Collected data entries:
>> Start

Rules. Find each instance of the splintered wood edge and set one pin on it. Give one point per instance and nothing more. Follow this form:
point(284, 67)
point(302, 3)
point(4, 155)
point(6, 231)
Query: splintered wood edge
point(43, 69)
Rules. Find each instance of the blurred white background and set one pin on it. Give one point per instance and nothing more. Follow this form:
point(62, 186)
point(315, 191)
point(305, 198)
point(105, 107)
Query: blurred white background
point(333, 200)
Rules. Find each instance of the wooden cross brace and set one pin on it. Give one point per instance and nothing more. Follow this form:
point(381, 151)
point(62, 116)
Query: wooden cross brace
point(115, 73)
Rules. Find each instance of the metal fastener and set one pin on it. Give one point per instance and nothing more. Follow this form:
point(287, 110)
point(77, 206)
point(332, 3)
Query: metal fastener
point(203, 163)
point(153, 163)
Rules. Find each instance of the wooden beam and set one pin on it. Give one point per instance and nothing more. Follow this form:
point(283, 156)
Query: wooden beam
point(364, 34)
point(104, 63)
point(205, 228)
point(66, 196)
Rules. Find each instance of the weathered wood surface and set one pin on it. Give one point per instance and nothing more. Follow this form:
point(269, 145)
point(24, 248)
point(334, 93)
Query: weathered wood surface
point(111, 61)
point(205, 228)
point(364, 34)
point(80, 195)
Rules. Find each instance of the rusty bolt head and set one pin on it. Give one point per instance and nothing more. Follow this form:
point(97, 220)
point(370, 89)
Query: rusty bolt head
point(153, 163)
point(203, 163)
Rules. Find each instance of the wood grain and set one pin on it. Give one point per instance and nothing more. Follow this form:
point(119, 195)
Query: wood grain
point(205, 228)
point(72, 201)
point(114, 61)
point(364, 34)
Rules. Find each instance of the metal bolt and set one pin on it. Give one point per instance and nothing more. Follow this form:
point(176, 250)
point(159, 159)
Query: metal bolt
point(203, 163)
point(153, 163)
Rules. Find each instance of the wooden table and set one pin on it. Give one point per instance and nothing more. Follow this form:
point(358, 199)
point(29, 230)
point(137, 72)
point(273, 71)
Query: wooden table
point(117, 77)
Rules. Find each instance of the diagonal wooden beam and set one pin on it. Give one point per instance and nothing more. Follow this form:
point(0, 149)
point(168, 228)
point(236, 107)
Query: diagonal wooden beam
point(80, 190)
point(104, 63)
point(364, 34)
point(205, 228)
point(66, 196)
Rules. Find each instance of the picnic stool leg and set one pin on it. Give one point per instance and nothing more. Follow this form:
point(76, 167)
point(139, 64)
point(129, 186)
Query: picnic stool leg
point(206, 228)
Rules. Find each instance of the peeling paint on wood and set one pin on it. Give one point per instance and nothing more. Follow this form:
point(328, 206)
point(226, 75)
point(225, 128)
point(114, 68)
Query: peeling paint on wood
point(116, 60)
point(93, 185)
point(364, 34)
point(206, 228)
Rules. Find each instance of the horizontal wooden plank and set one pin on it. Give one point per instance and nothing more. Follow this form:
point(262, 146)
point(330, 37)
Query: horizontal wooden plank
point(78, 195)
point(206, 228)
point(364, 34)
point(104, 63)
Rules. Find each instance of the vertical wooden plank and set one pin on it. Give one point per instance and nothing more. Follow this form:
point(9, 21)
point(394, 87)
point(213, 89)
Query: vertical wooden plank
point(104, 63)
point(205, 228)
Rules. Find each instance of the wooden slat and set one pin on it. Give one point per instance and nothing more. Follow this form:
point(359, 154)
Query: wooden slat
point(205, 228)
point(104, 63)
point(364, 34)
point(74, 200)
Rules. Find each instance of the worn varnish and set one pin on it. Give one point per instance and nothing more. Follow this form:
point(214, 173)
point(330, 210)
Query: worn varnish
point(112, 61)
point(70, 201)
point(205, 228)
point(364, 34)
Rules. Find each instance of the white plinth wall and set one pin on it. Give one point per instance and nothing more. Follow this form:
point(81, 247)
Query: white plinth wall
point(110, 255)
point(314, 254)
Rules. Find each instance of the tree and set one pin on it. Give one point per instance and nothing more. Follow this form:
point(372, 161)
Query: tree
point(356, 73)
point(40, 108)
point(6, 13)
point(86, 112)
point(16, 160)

>> End

**What is expected:** Render the lines of every entry in the listing above as a single numbered list, leaving out any blank lines.

**Reply to the exercise:**
1. Rules. Find each instance of the splintered wood edge and set one pin on it. Give one point per instance and nothing more. Follow this form:
2. point(284, 67)
3. point(302, 3)
4. point(4, 155)
5. point(6, 231)
6. Query: splintered wood edge
7. point(43, 69)
8. Rules. Find each instance of the blurred white background and set one pin on it. Give one point per instance and nothing more. Follow this form:
9. point(62, 186)
10. point(315, 191)
11. point(305, 198)
12. point(105, 107)
13. Query: blurred white background
14. point(333, 200)
15. Rules. Find each instance of the wooden cross brace and set one pin on it. Give one point per instance and nothing more. Follow this form:
16. point(381, 151)
17. point(62, 116)
18. Query: wooden cross brace
19. point(115, 73)
20. Rules. Find each instance of the metal fastener and set one pin on it. Give one point per instance and nothing more. Follow this form:
21. point(287, 110)
22. point(77, 206)
23. point(332, 3)
24. Query: metal fastener
25. point(203, 163)
26. point(153, 163)
27. Rules. Find each instance of the wooden beam and set one pin on it. Give one point per instance and nothing more. Follow this form:
28. point(283, 156)
29. Query: wooden beam
30. point(364, 34)
31. point(104, 63)
32. point(205, 228)
33. point(66, 196)
34. Rules. Find each instance of the weathered wood surface and set one pin on it. Give one point per instance and nothing more. Follow this form:
35. point(269, 145)
36. point(24, 248)
37. point(334, 93)
38. Query: weathered wood surface
39. point(111, 61)
40. point(205, 228)
41. point(364, 34)
42. point(80, 195)
43. Rules. Find each instance of the rusty bolt head and set one pin on it. Give one point per instance and nothing more. Follow this form:
44. point(97, 220)
45. point(370, 89)
46. Query: rusty bolt head
47. point(153, 163)
48. point(203, 163)
49. Rules. Find each instance of the wood grain and set one pin on it. Give one point per instance and nothing more. Follow this form:
50. point(119, 195)
51. Query: wood grain
52. point(205, 228)
53. point(72, 201)
54. point(114, 61)
55. point(364, 34)
56. Rules. Find each instance of the metal bolt and set one pin on it. Give one point per instance and nothing more. Follow this form:
57. point(176, 250)
58. point(159, 159)
59. Query: metal bolt
60. point(203, 163)
61. point(153, 163)
62. Rules. Find each instance of the wooden table and set one pin on it. Give one point per instance and nothing more. Follow this form:
63. point(358, 199)
64. point(29, 230)
65. point(137, 72)
66. point(273, 71)
67. Query: wooden table
68. point(117, 77)
69. Rules. Find each instance of the diagonal wooden beam and set one pin on it. Give one point per instance and nothing more. Follow this form:
70. point(0, 149)
71. point(168, 228)
72. point(236, 107)
73. Query: diagonal wooden beam
74. point(80, 190)
75. point(104, 63)
76. point(364, 34)
77. point(205, 228)
78. point(66, 196)
79. Rules. Find each instance of the picnic stool leg and set one pin on it. Give one point per instance and nothing more. Follow this form:
80. point(76, 167)
81. point(139, 64)
82. point(129, 186)
83. Query: picnic stool leg
84. point(206, 228)
85. Rules. Find each instance of the peeling paint on wood and set one pin on it. Give one point per instance and nothing more. Follow this form:
86. point(328, 206)
87. point(226, 75)
88. point(225, 128)
89. point(114, 68)
90. Query: peeling paint on wood
91. point(116, 60)
92. point(93, 185)
93. point(364, 34)
94. point(206, 228)
95. Rules. Find each instance of the horizontal wooden plank and set one pin on it. Give one point per instance and nothing more. Follow this form:
96. point(262, 146)
97. point(330, 37)
98. Query: horizontal wooden plank
99. point(78, 195)
100. point(206, 228)
101. point(364, 34)
102. point(104, 63)
103. Rules. Find each instance of the vertical wooden plank and set one pin on it. Give one point per instance and nothing more. Follow this form:
104. point(9, 21)
105. point(394, 87)
106. point(213, 89)
107. Query: vertical wooden plank
108. point(104, 63)
109. point(205, 228)
110. Rules. Find each instance of the wooden slat and set one pin on it. Give one point per instance and nothing more. Follow this form:
111. point(359, 154)
112. Query: wooden slat
113. point(205, 228)
114. point(104, 63)
115. point(364, 34)
116. point(74, 200)
117. Rules. Find each instance of the worn varnish and set one pin on it. Give one point per instance and nothing more. Follow this form:
118. point(214, 173)
119. point(330, 210)
120. Query: worn varnish
121. point(112, 61)
122. point(70, 201)
123. point(205, 228)
124. point(364, 34)
125. Rules. Find each instance of the white plinth wall and set one pin on it. Give one point per instance and nothing more. Follow this form:
126. point(81, 247)
127. Query: white plinth wall
128. point(110, 255)
129. point(314, 254)
130. Rules. Find each instance of the tree and set one pin on it. Give one point per instance and nothing more. Follow this form:
131. point(372, 161)
132. Query: tree
133. point(356, 73)
134. point(40, 108)
135. point(6, 13)
136. point(86, 112)
137. point(16, 160)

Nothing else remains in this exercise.